En effet, c'est avec les esprits des défunts que le savant minéralogiste de Stockholm entretenait volontiers son [page 173] commerce le plus intime, tandis que les aspirations de Bœhme s’élevaient beaucoup plus loin, et que ses inspirations descendaient de plus haut. Mais a cette époque, Swedenborg était encore pour Saint-Martin un guide d'autant mieux suivi qu’au moment même où il se rencontrait avec le parent du célèbre Voyant, on venait de publier, sinon le plus complet, du moins le plus facile des exposés de sa doctrine que l’on ait en français, l’Abrégé des ouvrages d'Emmanuel Swedenborg. Cet ouvrage, publié à Stockholm d’après le titre qu’il porte, me semble réellement avoir paru à Strasbourg, si j'en juge par tout l'aspect typographique.
Abrégé des ouvrages d'Emmanuel Swedenborg D'Em. Swedenborg CONTENANT La doctrine de la nouvelle JÉRUSALEM CÉLESTE, A STOCKHOLM, |
Il y avait alors dans cette ville une forte clientèle pour le merveilleux de tout genre. C’était peu d’années auparavant que Strasbourg avait reçu Cagliostro avec un enthousiasme qui effaçait toutes les manifestations les plus éclatantes dont le célèbre Sicilien avait été l’objet ailleurs. Ou comprend, d’après cela, les sympathies qui accueillirent le voyageur suédois et l’ascendant qu’exerça dans certains cercles le neveu de l’homme du siècle qui partageait encore, même après sa mort, avec Cagliostro et Lavater les hommages que les amis de la science céleste prodiguaient si généreusement à ceux qu’ils croyaient bien initiés aux mystères de l’éternité. Le chevalier Silferhielm plaisait par lui-même, abstraction faite de la personne de son oncle ou des attraits de sa doctrine. Ses paroles étaient empreintes de cette simplicité qui distingue le volume que je viens d’indiquer et qui parle de la vie des cieux sans aucune affectation de mystère, ni dans les idées ni dans le langage. Loin de là, c’est un singulier [page 174] laisser-aller qui y domine. D’abord toute cette dogmatique céleste est tirée des textes de Swedenborg et, en place de toute démonstration savante, appuyée uniquement sur les Visions qu’il a eues. Puis, ces visions n’ont rien de bien mystérieux ni de très étrange. C'est d’une part la terre avec ses habitudes, ses idées, ses mœurs, son idiome et son écriture, transportés dans les cieux ou dans les enfers. Ce sont d’autre part les enfers et les cieux avec leurs habitants, leurs vues et leur langue, transportés sur la terre. Il en résulte que, loin de s’y sentir trop surpris, on ne se trouve pas assez dépaysé.
○ ○ ○ ○
ÉNONCÉ 1:
Citez le passage du texte sur Swedenborg qui commence à « En effet, c'est » et se termine à « tout l'aspect typographique. ».
Le texte sur Swedenborg et les enregistrements sont indépendants l'un de l'autre.

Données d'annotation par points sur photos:
○ ○ ○ ○
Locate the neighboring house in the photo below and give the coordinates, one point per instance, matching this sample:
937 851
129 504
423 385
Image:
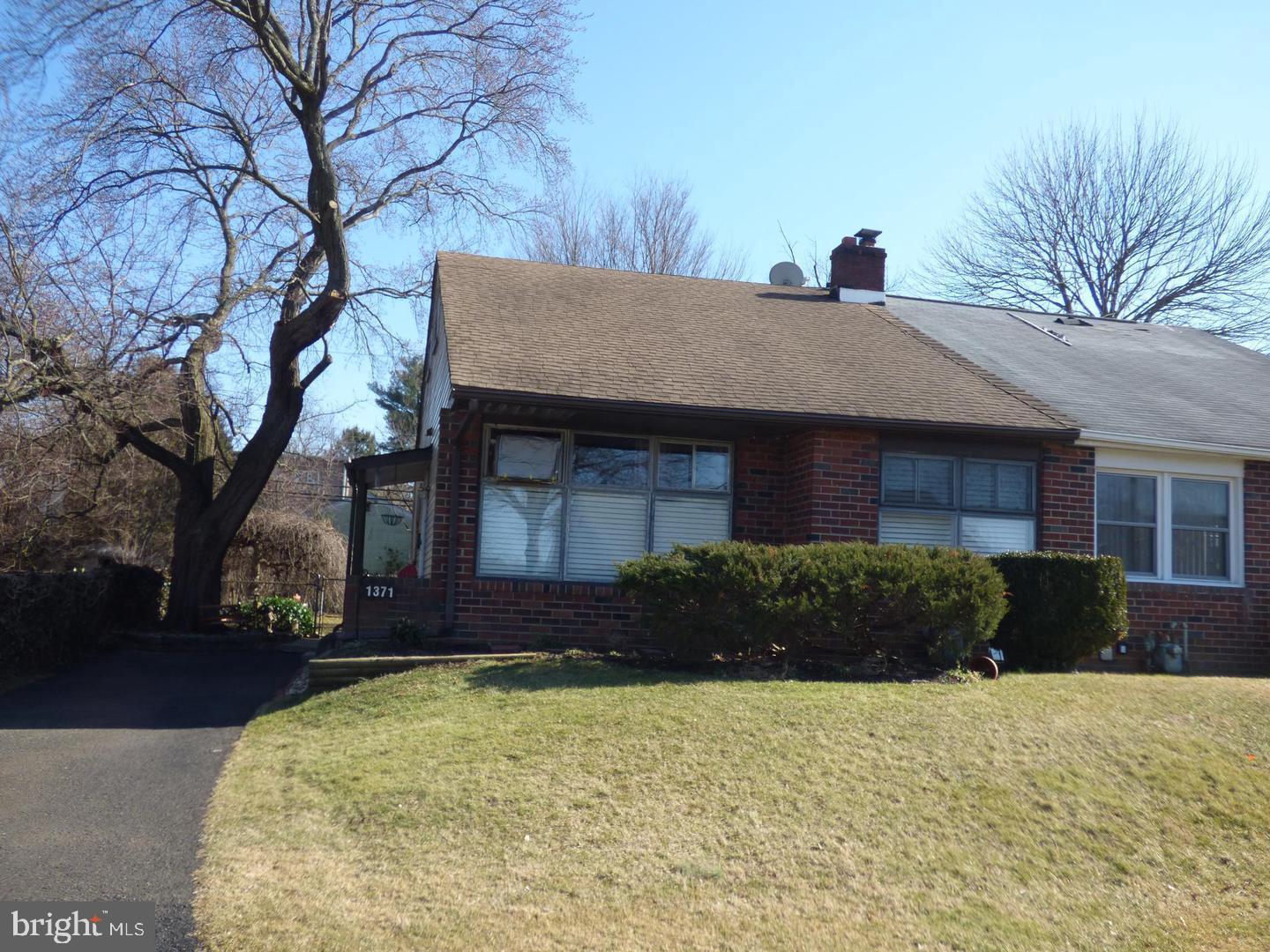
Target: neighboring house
592 415
305 484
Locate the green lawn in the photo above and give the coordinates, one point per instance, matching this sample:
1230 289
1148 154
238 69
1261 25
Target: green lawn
571 804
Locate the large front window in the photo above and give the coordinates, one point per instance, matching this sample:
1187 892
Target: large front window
1166 527
986 505
616 498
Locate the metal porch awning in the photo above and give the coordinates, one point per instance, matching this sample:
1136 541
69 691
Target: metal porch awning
390 469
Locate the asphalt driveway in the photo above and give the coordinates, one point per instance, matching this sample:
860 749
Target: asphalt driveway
106 770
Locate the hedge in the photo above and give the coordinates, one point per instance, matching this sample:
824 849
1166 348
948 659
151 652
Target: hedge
1064 607
744 600
54 619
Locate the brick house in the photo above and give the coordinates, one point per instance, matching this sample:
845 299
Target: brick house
573 418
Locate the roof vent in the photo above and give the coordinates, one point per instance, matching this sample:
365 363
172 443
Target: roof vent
1047 331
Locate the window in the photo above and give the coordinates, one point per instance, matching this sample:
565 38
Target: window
997 487
920 502
617 498
1168 527
609 461
1127 521
907 480
692 466
1201 530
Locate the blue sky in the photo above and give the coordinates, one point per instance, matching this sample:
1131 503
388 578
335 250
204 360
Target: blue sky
832 115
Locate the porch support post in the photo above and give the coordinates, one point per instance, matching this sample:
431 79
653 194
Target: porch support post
357 528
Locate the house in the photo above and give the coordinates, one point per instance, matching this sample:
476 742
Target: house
573 418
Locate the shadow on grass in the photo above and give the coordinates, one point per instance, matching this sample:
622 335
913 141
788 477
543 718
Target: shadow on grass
557 673
565 673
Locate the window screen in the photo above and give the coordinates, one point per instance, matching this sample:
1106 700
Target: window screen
609 461
997 487
1127 519
1201 528
693 466
923 481
525 456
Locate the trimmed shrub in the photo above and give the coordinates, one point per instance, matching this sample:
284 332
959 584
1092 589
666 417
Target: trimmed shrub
739 599
1064 607
409 632
49 620
279 614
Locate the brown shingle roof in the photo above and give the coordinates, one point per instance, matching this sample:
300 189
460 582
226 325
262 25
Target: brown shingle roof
594 334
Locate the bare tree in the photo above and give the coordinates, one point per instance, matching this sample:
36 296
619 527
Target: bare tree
207 170
1127 222
651 227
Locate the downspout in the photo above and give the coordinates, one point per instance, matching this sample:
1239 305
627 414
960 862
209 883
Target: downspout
455 475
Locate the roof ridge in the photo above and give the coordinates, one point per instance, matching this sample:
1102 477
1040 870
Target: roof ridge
1024 397
637 273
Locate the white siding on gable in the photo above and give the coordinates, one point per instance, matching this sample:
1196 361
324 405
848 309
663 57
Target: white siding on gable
989 536
437 394
605 528
690 521
917 528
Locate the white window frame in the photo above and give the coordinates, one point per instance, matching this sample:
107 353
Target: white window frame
958 509
1163 574
565 485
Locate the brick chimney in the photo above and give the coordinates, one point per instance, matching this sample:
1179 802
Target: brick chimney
857 270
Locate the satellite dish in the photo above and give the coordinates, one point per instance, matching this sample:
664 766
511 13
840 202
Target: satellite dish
787 273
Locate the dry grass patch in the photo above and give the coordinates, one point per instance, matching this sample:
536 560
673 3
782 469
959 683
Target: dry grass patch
569 804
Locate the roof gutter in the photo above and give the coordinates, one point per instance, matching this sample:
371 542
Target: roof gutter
456 450
765 417
1122 441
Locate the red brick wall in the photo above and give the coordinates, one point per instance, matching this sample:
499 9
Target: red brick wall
832 487
814 487
758 498
1229 628
1067 499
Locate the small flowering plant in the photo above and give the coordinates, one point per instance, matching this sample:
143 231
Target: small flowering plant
279 614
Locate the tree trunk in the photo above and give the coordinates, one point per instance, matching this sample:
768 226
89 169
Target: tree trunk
196 579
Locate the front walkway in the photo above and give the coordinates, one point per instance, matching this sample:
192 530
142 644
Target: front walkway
106 770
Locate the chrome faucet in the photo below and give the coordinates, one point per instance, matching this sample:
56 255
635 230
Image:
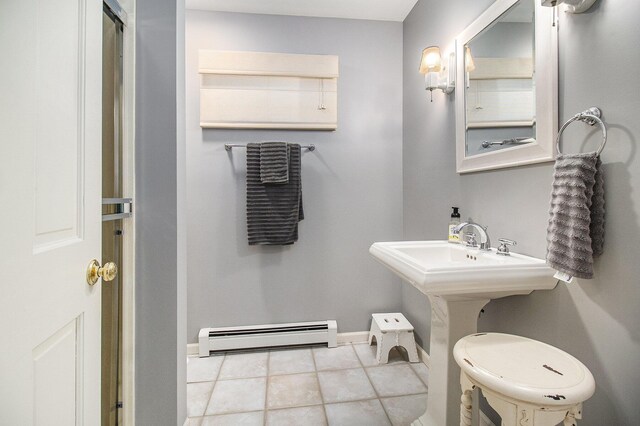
○ ○ ○ ○
ÉNONCÉ 2:
Repérez dans les enregistrements chaque ligne contenant le mot « large », puis recopiez-les toutes.

RÉSULTAT 1:
En effet, c'est avec les esprits des défunts que le savant minéralogiste de Stockholm entretenait volontiers son [page 173] commerce le plus intime, tandis que les aspirations de Bœhme s’élevaient beaucoup plus loin, et que ses inspirations descendaient de plus haut. Mais a cette époque, Swedenborg était encore pour Saint-Martin un guide d'autant mieux suivi qu’au moment même où il se rencontrait avec le parent du célèbre Voyant, on venait de publier, sinon le plus complet, du moins le plus facile des exposés de sa doctrine que l’on ait en français, l’Abrégé des ouvrages d'Emmanuel Swedenborg. Cet ouvrage, publié à Stockholm d’après le titre qu’il porte, me semble réellement avoir paru à Strasbourg, si j'en juge par tout l'aspect typographique.

RÉSULTAT 2:
Locate the large front window in the photo above and give the coordinates, one point per instance, matching this sample:
Target: large front window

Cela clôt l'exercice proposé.